┌────────
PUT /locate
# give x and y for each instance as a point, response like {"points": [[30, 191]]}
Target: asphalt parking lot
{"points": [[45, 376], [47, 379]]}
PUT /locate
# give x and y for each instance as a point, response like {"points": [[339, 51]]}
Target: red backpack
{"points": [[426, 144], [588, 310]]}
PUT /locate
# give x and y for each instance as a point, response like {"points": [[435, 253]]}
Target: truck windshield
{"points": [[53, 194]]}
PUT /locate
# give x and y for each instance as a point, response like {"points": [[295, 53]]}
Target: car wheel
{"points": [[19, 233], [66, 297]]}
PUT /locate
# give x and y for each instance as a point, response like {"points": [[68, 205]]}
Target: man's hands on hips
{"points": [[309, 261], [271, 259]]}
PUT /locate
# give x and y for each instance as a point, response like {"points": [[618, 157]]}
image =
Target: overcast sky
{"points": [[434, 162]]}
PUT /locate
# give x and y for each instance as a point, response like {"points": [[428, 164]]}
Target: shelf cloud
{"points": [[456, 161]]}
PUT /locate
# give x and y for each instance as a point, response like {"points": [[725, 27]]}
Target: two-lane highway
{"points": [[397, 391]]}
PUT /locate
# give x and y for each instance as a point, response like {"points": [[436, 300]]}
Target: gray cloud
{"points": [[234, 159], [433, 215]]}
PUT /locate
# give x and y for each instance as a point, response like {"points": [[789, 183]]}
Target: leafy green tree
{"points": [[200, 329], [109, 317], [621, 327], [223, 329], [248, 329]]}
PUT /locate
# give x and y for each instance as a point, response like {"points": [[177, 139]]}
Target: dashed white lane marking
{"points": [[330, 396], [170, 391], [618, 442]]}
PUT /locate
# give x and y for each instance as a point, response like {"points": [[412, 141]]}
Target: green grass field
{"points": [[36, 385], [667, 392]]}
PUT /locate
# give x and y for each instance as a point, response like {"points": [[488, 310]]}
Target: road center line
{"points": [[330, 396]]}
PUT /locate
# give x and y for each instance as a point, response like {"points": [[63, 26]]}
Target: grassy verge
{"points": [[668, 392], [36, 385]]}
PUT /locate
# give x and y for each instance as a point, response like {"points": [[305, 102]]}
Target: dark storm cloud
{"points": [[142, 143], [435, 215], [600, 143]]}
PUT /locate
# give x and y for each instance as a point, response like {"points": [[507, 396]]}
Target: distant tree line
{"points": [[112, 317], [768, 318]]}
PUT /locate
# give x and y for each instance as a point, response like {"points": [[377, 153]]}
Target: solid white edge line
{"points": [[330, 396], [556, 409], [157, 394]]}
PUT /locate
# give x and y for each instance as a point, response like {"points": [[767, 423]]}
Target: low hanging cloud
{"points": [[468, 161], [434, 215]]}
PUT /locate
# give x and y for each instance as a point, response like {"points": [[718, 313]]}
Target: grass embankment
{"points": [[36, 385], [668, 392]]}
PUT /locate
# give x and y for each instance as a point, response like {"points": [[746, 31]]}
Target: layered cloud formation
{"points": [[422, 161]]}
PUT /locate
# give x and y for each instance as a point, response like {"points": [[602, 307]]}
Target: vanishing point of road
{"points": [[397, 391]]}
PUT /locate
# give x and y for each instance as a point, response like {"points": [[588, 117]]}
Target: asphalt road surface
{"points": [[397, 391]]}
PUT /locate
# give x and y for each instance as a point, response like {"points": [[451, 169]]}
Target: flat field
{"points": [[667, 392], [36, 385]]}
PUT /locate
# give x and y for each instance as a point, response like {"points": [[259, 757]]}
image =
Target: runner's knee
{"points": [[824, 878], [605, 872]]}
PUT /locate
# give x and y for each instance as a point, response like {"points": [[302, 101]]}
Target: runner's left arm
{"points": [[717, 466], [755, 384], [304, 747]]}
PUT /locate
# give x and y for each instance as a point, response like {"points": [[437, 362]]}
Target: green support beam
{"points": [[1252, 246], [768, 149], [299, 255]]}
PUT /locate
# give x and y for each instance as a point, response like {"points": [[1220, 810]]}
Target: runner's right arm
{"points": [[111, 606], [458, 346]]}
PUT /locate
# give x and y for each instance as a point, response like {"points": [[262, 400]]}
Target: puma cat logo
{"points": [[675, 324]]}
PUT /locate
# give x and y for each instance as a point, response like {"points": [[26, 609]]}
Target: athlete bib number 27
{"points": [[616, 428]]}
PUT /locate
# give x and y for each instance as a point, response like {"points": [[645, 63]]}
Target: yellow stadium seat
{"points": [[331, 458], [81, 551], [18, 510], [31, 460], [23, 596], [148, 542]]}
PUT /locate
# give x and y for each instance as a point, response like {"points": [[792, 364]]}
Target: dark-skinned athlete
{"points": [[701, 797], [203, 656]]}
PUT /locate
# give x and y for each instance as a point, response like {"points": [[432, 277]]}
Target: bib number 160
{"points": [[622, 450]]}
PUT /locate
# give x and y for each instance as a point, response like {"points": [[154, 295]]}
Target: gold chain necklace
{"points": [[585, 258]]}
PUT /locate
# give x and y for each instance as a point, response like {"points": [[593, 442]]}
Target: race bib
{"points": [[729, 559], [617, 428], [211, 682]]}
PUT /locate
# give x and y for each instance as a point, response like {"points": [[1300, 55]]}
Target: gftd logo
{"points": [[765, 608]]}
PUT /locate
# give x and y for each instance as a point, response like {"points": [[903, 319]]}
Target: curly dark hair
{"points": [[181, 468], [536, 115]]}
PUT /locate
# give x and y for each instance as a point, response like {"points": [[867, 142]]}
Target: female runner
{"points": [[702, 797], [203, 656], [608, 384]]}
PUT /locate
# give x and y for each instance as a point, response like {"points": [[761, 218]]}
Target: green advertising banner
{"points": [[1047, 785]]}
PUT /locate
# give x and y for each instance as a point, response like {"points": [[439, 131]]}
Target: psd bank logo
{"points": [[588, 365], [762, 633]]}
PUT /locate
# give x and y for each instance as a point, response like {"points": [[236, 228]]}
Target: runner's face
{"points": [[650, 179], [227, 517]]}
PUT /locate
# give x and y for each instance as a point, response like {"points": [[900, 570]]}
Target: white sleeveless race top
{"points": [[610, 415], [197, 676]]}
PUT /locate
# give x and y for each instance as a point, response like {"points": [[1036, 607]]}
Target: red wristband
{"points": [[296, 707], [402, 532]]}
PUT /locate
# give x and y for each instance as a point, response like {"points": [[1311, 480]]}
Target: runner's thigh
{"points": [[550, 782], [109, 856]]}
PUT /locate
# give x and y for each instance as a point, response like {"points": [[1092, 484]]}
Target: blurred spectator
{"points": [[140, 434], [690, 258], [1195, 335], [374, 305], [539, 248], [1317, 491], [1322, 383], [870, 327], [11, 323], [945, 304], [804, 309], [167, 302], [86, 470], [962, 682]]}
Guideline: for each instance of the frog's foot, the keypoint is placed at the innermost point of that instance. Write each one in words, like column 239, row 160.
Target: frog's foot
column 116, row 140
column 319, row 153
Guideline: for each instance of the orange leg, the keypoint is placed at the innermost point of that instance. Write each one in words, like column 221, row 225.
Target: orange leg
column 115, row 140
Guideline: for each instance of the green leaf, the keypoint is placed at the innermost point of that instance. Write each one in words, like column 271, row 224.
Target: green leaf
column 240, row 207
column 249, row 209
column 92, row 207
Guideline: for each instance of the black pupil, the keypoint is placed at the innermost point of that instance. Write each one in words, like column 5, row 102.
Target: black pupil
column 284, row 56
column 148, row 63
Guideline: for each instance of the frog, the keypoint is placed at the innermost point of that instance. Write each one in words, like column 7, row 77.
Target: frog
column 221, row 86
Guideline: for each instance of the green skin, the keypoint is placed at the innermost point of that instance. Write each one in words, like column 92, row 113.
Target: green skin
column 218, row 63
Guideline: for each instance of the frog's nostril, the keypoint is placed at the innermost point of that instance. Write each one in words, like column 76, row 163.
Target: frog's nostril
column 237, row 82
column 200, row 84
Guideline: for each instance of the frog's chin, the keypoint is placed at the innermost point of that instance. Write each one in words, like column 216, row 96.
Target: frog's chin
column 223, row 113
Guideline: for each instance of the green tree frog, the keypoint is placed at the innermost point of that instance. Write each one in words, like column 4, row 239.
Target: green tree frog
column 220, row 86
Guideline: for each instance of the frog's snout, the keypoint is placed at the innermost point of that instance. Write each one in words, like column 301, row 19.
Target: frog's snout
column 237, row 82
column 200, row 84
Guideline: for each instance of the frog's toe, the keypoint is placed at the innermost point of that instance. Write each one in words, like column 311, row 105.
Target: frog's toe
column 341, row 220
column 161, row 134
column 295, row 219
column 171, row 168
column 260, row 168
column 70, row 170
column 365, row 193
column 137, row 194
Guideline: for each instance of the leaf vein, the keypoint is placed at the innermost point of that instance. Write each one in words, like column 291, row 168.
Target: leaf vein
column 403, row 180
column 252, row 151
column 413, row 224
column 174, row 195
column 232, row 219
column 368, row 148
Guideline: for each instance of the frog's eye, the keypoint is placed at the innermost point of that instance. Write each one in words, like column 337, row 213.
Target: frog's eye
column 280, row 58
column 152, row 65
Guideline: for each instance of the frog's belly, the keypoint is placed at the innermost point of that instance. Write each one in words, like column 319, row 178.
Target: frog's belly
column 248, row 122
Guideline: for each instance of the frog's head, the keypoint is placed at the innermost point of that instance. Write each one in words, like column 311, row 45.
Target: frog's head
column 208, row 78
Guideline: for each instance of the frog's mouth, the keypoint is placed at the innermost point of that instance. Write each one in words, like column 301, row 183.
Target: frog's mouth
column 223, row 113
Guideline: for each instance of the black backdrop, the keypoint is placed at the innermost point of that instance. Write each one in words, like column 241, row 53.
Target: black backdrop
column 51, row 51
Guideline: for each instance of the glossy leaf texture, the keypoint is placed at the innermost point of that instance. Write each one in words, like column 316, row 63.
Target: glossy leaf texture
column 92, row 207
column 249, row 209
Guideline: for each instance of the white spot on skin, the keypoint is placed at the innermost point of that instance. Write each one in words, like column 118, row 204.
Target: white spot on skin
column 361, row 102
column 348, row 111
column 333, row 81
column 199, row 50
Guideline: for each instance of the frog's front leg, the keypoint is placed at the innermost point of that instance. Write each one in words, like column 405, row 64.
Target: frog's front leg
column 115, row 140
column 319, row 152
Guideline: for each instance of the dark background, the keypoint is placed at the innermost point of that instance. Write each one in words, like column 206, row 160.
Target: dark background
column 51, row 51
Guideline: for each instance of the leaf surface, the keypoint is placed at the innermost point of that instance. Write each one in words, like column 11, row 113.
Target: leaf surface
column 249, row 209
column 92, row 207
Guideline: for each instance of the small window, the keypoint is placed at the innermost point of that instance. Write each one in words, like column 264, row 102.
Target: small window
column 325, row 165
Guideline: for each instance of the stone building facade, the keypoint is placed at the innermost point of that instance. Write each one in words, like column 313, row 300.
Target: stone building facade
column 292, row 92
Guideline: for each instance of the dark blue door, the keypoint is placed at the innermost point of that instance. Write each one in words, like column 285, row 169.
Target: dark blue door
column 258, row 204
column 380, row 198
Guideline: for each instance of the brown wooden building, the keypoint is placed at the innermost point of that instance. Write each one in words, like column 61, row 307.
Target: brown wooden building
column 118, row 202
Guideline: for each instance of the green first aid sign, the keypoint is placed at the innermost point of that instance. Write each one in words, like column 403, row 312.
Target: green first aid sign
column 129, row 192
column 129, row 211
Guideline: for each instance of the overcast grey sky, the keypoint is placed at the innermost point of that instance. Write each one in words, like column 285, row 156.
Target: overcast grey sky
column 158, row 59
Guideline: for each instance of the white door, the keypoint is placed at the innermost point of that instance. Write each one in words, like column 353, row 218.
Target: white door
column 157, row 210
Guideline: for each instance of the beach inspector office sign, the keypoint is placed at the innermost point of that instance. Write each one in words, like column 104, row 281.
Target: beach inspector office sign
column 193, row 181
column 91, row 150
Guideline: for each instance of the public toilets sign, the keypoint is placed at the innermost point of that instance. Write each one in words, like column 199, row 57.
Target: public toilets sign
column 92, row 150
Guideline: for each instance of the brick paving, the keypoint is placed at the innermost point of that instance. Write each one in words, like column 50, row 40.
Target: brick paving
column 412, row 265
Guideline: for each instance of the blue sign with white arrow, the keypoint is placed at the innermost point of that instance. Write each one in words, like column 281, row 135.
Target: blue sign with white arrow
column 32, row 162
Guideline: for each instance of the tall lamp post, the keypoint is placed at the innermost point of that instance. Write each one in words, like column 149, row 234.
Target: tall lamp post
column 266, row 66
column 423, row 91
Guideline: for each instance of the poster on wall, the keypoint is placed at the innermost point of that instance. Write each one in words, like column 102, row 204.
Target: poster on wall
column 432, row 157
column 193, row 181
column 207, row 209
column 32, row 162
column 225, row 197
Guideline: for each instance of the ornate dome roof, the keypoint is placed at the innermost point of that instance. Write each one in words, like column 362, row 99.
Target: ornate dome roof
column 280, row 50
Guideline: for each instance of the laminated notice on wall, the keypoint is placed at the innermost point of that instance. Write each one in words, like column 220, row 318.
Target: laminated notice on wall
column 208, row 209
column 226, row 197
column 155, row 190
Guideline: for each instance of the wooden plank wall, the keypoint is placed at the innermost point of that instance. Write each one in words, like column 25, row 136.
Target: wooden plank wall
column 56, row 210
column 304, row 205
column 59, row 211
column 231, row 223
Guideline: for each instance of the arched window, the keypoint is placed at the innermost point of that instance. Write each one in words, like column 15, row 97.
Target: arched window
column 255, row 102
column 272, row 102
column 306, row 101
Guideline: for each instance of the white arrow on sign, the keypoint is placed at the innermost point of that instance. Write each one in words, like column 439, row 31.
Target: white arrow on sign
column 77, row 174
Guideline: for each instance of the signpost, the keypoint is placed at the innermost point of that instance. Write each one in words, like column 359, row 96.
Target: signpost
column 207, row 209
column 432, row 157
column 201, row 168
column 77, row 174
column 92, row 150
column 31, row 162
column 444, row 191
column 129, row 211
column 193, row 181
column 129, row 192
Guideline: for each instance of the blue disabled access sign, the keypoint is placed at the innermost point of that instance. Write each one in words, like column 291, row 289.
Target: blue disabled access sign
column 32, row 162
└────────
§ **Work required**
Each line above from the one with "Guideline: for each instance of the green leaf, the" up to and including the one with "Guideline: for each instance of the green skin, the" must be set down exactly, and no line outside that span may appear.

§ **Finished task**
Guideline: for each instance of the green leaf, the keypoint is placed at the innermost point of that instance. Write each one in words, like column 271, row 224.
Target: green leaf
column 240, row 207
column 249, row 209
column 92, row 207
Guideline: for each instance of the black pupil, the keypoint is placed at the innermost point of that instance. Write each one in words, like column 5, row 102.
Target: black pupil
column 284, row 56
column 148, row 63
Guideline: for each instance of the frog, the keypoint is placed at the innermost point of that instance. Write each one in words, like column 7, row 77.
Target: frog
column 221, row 86
Guideline: for each instance of the green skin, the keypoint is placed at the innermost point of that instance. Write each one in words, like column 92, row 113.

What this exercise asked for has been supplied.